**Supplied entries**

----

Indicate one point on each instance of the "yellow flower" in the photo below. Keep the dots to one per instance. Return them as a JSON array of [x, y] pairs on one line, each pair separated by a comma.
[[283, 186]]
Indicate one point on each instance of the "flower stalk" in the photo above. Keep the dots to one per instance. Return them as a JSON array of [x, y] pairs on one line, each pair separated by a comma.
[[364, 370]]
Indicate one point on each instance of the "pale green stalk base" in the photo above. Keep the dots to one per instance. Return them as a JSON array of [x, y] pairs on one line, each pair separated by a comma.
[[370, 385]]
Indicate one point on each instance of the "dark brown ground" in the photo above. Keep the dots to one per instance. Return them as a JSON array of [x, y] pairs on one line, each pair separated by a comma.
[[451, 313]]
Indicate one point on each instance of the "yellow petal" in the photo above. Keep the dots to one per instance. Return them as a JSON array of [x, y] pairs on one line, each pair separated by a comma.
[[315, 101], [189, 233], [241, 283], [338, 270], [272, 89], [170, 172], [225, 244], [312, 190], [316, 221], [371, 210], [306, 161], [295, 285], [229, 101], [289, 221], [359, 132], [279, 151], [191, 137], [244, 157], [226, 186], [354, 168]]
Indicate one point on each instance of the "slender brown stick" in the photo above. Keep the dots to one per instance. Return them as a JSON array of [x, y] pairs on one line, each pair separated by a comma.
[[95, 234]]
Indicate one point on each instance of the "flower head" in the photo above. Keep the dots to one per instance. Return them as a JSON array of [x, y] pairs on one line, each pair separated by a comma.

----

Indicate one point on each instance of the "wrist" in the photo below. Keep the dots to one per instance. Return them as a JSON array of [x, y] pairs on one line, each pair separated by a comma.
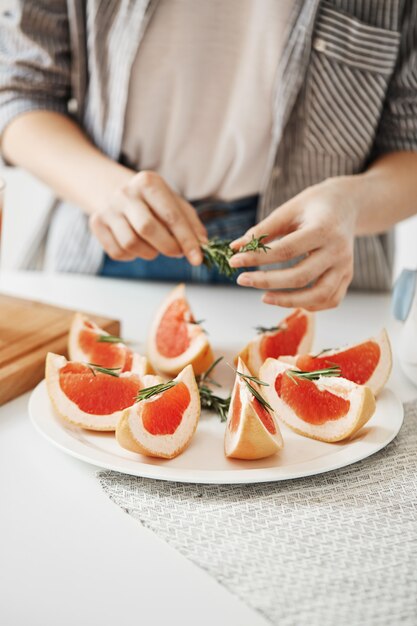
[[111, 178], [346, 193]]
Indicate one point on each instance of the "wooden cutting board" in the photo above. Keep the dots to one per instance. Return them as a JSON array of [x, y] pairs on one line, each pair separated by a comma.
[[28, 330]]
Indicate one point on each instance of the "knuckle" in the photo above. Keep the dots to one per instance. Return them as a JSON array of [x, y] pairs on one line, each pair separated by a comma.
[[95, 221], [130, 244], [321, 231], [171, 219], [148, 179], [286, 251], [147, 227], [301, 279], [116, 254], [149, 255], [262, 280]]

----

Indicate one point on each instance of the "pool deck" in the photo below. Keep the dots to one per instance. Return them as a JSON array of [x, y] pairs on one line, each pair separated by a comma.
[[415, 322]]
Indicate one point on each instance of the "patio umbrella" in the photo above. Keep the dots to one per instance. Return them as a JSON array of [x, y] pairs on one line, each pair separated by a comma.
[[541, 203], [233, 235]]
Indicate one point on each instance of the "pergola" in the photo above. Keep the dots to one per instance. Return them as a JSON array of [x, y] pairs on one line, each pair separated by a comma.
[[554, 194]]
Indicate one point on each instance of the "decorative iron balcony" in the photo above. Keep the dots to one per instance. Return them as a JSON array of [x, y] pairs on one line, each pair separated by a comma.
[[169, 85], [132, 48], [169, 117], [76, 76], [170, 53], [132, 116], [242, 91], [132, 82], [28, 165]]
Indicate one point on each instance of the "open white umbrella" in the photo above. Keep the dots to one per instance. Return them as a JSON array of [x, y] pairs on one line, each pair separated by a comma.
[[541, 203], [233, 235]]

----

**Problem**
Locate each line in the material above that contains the word "below", and copy those lines out in full.

**Correct result**
Indicate one point on each instance of the "yellow flower" in the photo below. Keep the dots to one per instance. Return them as a JSON array of [x, y] pairs on one line, each pair separated by a comma.
Indicate one point on each instance of the "wrist" in the photo below. Keep the dots to one per instance. Return them as a JSON array of [x, y] pairs on one line, each pair separated by a comma.
Indicate one point on each instance of the "pool deck" in the photo below. Keep the dots to one per instance. Return them as a JSON array of [x, y] pairs on one line, each pair separated by a comma.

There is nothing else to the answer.